* _Input for this task_:

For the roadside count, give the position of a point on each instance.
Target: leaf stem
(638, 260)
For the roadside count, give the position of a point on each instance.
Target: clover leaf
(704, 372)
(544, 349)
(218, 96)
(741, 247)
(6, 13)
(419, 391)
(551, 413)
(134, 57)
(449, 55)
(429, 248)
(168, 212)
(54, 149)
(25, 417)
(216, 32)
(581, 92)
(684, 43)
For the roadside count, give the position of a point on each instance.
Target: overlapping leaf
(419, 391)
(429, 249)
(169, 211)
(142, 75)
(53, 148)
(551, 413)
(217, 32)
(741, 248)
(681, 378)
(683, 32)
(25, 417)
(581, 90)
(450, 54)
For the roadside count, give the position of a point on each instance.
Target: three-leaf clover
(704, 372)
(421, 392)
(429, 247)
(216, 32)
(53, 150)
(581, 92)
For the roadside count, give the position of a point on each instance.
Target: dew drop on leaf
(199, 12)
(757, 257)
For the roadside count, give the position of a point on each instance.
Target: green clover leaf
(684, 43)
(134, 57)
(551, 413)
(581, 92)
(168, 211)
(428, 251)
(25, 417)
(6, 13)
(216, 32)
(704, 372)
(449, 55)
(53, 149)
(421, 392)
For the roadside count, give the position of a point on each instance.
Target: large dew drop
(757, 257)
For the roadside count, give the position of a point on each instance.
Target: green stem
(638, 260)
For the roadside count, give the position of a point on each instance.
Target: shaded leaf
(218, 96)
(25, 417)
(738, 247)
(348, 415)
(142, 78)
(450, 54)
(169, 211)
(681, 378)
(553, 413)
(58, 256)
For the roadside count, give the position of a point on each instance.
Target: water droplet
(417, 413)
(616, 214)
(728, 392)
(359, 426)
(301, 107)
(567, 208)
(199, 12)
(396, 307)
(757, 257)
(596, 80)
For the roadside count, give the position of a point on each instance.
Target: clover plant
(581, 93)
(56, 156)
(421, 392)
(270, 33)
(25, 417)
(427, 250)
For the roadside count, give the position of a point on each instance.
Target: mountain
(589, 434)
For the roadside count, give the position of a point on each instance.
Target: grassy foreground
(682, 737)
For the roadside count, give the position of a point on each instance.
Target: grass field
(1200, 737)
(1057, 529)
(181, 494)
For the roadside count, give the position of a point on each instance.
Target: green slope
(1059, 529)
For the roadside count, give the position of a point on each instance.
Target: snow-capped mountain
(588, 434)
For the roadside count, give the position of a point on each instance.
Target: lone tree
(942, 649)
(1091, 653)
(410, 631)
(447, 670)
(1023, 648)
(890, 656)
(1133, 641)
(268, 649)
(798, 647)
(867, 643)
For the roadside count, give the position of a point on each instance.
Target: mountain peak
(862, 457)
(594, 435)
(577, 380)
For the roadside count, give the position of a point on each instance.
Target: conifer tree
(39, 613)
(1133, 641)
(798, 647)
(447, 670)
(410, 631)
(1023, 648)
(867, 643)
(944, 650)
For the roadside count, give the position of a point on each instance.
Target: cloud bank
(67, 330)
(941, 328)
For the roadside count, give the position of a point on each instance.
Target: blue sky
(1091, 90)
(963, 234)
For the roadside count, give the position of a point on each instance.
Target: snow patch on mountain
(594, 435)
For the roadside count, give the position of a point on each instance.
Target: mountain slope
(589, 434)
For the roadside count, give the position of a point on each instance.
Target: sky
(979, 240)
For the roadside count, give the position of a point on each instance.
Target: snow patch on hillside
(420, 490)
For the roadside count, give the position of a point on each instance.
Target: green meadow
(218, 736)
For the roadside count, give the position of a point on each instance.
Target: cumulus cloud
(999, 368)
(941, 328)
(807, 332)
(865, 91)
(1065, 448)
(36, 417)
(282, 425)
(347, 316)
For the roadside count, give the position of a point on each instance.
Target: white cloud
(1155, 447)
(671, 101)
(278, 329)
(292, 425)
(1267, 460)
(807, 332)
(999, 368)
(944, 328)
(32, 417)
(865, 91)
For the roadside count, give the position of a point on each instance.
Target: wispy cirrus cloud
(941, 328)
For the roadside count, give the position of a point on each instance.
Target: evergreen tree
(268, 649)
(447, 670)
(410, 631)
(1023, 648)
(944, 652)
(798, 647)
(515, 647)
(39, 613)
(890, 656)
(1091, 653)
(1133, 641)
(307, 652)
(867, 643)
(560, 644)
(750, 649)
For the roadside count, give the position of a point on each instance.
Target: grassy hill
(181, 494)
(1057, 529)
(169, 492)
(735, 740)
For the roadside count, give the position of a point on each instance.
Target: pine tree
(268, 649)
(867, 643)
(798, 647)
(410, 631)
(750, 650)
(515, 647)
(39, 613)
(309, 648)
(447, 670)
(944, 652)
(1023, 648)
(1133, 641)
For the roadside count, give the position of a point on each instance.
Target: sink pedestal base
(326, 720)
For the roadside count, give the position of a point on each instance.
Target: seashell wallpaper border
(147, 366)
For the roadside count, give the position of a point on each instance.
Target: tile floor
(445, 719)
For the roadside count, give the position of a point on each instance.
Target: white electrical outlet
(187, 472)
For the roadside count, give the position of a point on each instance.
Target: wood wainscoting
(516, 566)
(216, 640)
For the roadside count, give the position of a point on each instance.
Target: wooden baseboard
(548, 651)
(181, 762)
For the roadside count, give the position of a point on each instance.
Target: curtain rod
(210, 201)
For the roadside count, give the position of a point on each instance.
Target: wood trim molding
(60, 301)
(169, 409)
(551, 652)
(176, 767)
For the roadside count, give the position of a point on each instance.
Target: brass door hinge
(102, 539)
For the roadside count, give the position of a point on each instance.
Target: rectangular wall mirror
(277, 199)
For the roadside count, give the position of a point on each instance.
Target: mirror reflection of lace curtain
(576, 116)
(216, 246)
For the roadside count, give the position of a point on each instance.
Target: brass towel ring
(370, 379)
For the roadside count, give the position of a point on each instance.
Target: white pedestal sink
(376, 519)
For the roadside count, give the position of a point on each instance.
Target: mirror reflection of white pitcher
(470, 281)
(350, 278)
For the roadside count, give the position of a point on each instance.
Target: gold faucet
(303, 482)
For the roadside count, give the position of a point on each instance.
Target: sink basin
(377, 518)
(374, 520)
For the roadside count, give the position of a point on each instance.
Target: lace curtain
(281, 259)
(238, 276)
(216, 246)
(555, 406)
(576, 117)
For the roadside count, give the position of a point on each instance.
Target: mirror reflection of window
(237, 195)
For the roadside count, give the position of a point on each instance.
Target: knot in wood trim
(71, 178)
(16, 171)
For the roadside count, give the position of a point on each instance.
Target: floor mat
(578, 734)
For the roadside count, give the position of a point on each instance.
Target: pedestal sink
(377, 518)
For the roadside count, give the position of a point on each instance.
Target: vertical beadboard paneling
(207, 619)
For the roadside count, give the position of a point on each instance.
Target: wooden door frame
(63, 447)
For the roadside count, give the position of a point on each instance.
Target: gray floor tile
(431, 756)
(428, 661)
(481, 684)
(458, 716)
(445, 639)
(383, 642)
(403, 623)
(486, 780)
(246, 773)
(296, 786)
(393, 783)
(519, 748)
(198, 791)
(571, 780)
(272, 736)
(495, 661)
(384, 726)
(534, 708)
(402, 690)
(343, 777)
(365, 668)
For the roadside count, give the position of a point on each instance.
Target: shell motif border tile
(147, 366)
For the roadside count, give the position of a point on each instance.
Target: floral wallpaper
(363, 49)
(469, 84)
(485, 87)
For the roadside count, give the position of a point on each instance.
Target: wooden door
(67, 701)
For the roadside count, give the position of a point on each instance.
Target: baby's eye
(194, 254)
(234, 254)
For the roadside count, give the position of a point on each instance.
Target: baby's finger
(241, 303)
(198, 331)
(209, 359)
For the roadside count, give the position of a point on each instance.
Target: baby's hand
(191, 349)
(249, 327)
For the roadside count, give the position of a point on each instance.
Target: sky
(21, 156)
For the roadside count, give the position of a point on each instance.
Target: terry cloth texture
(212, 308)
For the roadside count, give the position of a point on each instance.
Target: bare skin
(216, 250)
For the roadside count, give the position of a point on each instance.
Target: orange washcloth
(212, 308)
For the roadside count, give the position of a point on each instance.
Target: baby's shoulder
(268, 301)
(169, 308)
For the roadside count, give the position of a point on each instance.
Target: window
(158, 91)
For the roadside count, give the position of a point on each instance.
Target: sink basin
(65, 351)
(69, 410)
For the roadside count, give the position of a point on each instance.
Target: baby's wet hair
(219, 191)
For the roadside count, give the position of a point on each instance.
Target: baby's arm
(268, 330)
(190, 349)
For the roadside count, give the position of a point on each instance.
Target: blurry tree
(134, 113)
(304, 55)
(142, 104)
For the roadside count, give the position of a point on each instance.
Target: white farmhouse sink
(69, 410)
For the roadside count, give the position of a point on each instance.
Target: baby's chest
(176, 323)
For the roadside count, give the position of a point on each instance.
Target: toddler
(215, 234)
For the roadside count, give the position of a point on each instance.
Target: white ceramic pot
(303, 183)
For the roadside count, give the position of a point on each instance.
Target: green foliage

* _Exercise prompt_: From the items above, copy out every line that contains the word "pedestal".

* _The answer_:
Target: sink pedestal base
Target: white pedestal sink
Target: pedestal sink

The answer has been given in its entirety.